━━━ ENTRIES SHOWN ━━━

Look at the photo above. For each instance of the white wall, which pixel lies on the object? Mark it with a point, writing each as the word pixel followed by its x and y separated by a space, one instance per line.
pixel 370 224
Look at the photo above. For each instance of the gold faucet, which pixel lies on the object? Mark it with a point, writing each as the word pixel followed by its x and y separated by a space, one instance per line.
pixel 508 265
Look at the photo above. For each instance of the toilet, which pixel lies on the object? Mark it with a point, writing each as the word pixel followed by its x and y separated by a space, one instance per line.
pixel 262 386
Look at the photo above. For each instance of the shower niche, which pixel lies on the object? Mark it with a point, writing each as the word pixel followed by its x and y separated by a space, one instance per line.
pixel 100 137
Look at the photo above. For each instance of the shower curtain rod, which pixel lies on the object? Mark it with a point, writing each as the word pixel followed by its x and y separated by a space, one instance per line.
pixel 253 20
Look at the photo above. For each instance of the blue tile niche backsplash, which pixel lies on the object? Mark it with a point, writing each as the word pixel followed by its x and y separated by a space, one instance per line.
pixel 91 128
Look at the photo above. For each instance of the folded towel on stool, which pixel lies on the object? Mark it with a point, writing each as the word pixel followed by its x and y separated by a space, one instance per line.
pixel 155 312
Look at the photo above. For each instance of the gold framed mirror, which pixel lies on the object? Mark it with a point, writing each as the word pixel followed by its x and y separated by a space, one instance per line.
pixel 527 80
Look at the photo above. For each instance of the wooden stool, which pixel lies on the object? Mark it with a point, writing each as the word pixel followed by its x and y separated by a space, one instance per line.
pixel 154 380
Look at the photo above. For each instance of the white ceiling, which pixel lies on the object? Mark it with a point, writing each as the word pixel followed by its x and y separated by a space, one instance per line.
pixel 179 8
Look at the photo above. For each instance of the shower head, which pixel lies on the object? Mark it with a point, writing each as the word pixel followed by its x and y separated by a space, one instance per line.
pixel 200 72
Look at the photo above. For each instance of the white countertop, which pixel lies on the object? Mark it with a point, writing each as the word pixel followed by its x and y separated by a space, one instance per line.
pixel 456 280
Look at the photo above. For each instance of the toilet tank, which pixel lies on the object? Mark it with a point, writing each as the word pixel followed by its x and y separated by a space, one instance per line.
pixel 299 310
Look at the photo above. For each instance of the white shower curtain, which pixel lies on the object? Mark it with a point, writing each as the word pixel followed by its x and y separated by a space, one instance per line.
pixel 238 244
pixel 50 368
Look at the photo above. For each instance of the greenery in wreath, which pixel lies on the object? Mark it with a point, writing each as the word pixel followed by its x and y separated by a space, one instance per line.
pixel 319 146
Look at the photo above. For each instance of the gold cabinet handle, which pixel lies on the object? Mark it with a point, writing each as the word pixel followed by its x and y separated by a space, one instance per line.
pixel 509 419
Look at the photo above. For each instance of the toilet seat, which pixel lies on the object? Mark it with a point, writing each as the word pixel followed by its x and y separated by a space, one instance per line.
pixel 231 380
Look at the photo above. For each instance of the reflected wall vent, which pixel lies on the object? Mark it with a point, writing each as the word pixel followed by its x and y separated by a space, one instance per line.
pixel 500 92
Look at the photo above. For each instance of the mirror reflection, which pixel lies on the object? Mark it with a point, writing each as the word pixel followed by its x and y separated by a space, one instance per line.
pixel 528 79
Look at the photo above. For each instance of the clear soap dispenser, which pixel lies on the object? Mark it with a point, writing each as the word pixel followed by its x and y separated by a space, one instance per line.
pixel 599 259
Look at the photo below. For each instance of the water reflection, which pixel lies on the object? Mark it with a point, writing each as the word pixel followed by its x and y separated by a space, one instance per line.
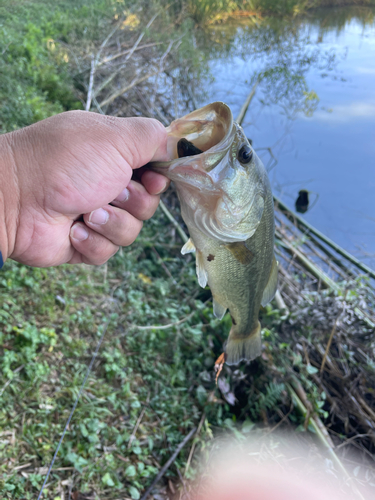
pixel 314 106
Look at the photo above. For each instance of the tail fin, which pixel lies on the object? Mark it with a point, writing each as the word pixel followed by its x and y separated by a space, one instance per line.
pixel 244 348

━━━

EXERCISE GOAL: Copy the entries word for word, starting at their first line and ending at the line containing "pixel 370 224", and output nothing else.

WRITTEN ANSWER:
Look at the photo above. For each instance of the white wall, which pixel lies on the object? Mark it with a point, writing each as the word pixel followed by its x and y separated by a space, one instance per line.
pixel 370 224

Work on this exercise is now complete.